Can you copy the letter exactly, from "My dear Pussycat, the" up to and including "baby steps ."?

---- TEXT SECTION

Sunday, 3 March 2013

The truth will set me free.

My dear Pussycat, the words you spoke tonight set me free. You think I seek the truth to hurt, I do not not coward behind truths. I learn from them. You would like to explore to wonders of India. I too would like to explore to wonders. I too am famished. I thought we would could explore the world together. I had no set plans. You never asked me. You assumed I had everything planned. I lived on your timeline. The only thing I wanted from you was love. I have given you freedom. For the love of god, I understood that you needed to buy a place with your best friend to be in order for you to be safe. If there is anyone that every understood and patiently waited by for you. It was me. I understood your insecurities. I patiently waited for them to pass. I understood that you needed to take baby steps .

And now you explode. Why because the thought of having children scared you? We would have been everything you ever dreamed of. I know it.

--------
---- EXCERPTED DATA

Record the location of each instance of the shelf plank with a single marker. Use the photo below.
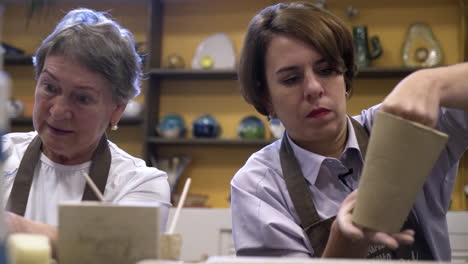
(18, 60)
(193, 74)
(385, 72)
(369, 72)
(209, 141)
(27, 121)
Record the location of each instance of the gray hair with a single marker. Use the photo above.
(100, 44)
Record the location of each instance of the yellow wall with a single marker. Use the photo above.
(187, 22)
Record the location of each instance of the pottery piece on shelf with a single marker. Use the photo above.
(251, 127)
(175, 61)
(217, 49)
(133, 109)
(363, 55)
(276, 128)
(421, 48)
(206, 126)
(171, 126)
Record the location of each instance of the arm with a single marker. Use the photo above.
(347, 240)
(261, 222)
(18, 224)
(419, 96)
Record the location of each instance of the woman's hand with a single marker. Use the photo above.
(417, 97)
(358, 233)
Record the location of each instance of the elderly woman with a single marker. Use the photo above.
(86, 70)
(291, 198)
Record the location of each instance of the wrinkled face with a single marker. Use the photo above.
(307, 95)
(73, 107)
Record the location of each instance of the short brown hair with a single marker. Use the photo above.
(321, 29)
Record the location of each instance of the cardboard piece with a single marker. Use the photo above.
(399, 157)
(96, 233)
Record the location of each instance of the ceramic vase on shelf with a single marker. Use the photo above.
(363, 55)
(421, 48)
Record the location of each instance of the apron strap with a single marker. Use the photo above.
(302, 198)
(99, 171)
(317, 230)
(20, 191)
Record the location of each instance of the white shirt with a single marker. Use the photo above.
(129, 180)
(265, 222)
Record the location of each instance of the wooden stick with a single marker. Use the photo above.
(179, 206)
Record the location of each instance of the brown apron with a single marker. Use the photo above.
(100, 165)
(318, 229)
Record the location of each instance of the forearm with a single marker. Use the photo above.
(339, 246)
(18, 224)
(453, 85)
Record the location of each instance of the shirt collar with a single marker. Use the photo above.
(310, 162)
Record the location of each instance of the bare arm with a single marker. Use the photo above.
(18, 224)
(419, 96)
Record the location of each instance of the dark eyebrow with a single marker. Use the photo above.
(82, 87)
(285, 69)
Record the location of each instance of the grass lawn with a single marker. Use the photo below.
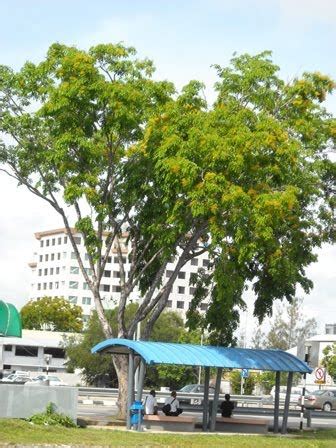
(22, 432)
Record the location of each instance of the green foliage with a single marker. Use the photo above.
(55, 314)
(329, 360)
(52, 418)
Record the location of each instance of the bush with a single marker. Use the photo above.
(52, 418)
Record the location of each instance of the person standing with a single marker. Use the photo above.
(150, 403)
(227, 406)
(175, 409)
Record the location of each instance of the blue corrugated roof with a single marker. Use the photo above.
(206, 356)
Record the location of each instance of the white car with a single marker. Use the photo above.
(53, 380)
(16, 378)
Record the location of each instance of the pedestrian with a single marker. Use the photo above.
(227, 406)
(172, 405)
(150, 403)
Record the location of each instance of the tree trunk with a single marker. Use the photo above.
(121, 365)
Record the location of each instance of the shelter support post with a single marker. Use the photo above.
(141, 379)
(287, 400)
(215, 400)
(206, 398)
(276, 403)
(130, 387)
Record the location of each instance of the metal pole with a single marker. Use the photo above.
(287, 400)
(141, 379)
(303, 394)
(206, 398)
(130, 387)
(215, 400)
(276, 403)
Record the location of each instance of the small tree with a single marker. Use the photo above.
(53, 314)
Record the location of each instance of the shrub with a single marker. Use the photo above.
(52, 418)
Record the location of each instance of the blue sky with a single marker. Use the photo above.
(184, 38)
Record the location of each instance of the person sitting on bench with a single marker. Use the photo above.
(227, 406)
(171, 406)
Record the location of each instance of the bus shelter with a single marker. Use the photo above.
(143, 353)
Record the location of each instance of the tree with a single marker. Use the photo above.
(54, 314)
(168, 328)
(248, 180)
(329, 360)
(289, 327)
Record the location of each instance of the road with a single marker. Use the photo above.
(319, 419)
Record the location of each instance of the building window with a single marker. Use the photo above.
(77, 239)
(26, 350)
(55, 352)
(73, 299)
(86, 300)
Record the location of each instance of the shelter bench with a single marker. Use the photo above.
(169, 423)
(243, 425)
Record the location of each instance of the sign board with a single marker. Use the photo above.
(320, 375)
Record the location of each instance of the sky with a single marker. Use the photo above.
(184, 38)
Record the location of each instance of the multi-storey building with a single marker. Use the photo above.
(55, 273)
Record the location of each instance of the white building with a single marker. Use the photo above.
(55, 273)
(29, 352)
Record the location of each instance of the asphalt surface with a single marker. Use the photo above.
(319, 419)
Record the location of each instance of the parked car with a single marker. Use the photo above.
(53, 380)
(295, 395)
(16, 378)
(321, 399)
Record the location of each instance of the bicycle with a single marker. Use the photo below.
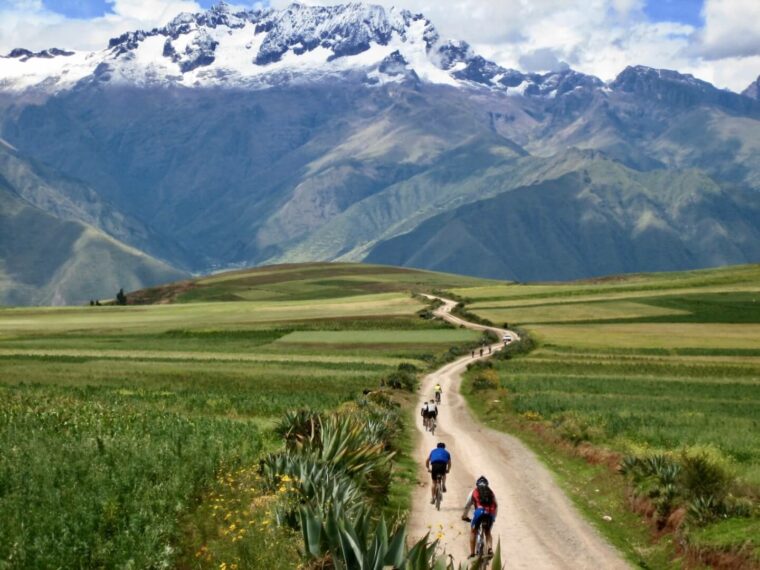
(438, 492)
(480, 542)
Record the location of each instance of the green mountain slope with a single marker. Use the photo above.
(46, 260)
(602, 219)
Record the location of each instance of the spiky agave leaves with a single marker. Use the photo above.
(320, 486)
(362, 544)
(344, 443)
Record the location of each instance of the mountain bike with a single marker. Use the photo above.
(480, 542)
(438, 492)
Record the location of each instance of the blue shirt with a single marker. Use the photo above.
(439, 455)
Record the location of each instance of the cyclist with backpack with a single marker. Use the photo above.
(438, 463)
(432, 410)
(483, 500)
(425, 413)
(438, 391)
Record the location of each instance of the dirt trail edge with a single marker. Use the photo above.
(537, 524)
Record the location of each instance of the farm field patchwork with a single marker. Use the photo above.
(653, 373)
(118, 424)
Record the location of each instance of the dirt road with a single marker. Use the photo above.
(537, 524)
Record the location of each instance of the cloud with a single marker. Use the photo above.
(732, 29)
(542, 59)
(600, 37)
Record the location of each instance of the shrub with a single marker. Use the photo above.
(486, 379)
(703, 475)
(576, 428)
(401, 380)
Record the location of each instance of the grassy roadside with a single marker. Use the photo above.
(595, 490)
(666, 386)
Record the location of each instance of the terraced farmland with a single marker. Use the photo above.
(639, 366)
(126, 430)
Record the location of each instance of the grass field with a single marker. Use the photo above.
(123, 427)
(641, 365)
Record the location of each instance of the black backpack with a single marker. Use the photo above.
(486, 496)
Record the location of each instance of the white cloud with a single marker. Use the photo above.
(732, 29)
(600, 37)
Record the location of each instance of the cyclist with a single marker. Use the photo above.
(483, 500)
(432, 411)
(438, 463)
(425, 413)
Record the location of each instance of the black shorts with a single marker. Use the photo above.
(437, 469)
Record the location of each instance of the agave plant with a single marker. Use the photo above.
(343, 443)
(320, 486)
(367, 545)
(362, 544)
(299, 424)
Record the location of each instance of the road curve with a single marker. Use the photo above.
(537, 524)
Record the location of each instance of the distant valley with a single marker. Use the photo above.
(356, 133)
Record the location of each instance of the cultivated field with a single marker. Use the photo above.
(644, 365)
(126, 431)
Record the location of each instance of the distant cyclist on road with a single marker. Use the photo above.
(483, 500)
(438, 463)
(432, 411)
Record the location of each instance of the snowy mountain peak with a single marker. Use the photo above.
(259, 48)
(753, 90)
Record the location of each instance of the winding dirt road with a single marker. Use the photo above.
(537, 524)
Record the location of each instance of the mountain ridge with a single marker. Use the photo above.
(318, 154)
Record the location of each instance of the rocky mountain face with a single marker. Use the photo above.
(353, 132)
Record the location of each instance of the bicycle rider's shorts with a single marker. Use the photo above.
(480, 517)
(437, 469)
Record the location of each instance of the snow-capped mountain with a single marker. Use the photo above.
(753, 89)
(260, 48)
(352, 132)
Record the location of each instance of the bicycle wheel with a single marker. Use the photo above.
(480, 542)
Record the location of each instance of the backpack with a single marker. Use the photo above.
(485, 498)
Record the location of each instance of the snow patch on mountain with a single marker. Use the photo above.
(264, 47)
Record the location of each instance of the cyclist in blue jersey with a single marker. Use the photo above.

--------

- OUTPUT FOR THIS TASK:
My dear Pussycat, the words you spoke tonight set me free. You think I seek the truth to hurt, I do not not coward behind truths. I learn from them. You would like to explore to wonders of India. I too would like to explore to wonders. I too am famished. I thought we would could explore the world together. I had no set plans. You never asked me. You assumed I had everything planned. I lived on your timeline. The only thing I wanted from you was love. I have given you freedom. For the love of god, I understood that you needed to buy a place with your best friend to be in order for you to be safe. If there is anyone that every understood and patiently waited by for you. It was me. I understood your insecurities. I patiently waited for them to pass. I understood that you needed to take baby steps .